■ CHECK YOUR UNDERSTANDING
a) Using the article on nonprofit hospital financial aid, answer the following:
(i) How much was Ashley Harrison's emergency room bill?
(ii) Which two forms of insurance did Harrison have?
(iii) What does CQC urge nonprofit hospitals to do?
b) According to the article on nonprofit hospital financial aid, why did Ashley Harrison seem a perfect candidate for financial assistance?

■ SOURCE TEXT
↓↓↓

By Consumers for Quality Care, on December 14, 2022
An analysis from The Wall Street Journal has found that while federal requirements mandate that nonprofit hospitals establish financial-assistance policies for needy patients, they often put up unnecessary obstacles for consumers which make financial aid hard to attain.
Leukemia patient Ashley Harrison appeared to be a perfect candidate for financial assistance when she went to receive care at Advocate South Suburban Hospital near Chicago, part of a major nonprofit system. Harrison’s emergency room bill was over $36,000, and her annual income of $24,000 was well under the financial cutoff for full bill forgiveness. But neither of her two forms of insurance—Medicaid and a private plan—covered the cost. When she asked the hospital for financial help, the hospital first told her to wait to apply for aid while her insurance was pending, only then to tell her she had waited too long once she did apply.
“It was confusing, and long, and drawn-out,” Harrison said, adding that the bill was completely unaffordable. “There’s no way.”
The Wall Street Journal found that not all hospitals automatically prequalify low-income consumers for charity care, some hospitals send bills to qualifying patients before checking eligibility, and sometimes hospitals don’t provide notice to qualifying consumers that financial assistance is available, despite federal rules requiring nonprofit hospitals to disclose these policies to patients.
Not only do nonprofit hospitals spend little of their revenue on charity care, they often act like for-profit businesses, padding their bottom lines while seeking to get paid, even by those who can’t afford it.
CQC urges nonprofit hospitals to hold up their end of the bargain by providing charity care to those who need it and offering greater transparency of eligibility requirements for consumers.

↑↑↑

■ DATASET

↓↓↓

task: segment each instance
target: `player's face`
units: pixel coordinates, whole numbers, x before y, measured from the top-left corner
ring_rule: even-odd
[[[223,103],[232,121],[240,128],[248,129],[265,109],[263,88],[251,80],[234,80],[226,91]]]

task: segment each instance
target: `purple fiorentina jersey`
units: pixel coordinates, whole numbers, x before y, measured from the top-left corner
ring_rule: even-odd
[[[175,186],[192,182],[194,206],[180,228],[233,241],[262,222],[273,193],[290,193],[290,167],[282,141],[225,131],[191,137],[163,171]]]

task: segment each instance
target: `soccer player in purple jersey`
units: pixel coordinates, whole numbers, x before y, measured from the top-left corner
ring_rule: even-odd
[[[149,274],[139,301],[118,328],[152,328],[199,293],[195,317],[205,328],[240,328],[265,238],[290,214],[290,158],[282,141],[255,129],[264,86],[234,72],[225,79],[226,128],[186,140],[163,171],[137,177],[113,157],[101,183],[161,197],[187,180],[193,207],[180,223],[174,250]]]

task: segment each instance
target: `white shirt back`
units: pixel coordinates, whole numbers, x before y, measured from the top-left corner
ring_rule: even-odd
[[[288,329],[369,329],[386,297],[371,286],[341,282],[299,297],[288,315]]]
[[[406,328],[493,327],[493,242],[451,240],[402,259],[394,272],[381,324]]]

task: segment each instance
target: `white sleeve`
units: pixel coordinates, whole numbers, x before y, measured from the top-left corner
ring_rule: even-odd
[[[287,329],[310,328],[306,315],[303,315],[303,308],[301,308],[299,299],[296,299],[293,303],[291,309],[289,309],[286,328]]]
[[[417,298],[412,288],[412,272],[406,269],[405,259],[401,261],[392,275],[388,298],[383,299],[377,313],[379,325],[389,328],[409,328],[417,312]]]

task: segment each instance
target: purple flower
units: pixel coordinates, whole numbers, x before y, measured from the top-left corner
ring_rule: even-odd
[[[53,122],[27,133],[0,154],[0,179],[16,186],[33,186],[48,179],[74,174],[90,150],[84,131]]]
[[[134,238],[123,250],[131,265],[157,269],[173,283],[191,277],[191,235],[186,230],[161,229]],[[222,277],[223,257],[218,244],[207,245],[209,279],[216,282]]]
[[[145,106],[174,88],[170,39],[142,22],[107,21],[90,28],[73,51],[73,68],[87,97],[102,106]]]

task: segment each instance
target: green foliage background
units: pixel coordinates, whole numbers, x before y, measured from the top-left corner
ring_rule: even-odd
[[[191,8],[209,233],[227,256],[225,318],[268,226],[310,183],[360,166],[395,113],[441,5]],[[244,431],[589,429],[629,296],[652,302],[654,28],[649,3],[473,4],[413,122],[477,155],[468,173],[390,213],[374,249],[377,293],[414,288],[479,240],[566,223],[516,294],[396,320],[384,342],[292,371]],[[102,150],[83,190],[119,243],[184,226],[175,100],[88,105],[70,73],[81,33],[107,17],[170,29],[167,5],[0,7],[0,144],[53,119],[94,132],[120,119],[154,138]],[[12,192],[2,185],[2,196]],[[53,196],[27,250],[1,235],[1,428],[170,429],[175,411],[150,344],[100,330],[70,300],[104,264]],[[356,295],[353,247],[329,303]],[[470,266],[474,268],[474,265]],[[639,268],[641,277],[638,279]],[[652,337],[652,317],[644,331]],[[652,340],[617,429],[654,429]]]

↑↑↑

■ ANSWERS FOR THIS EXERCISE
a)
(i) Over $36,000.
(ii) Medicaid and a private plan.
(iii) Hold up their end of the bargain by providing charity care to those who need it and offering greater transparency of eligibility requirements for consumers.

b) Her emergency room bill was over $36,000, and her annual income of $24,000 was well under the financial cutoff for full bill forgiveness. Neither of her two forms of insurance covered the cost.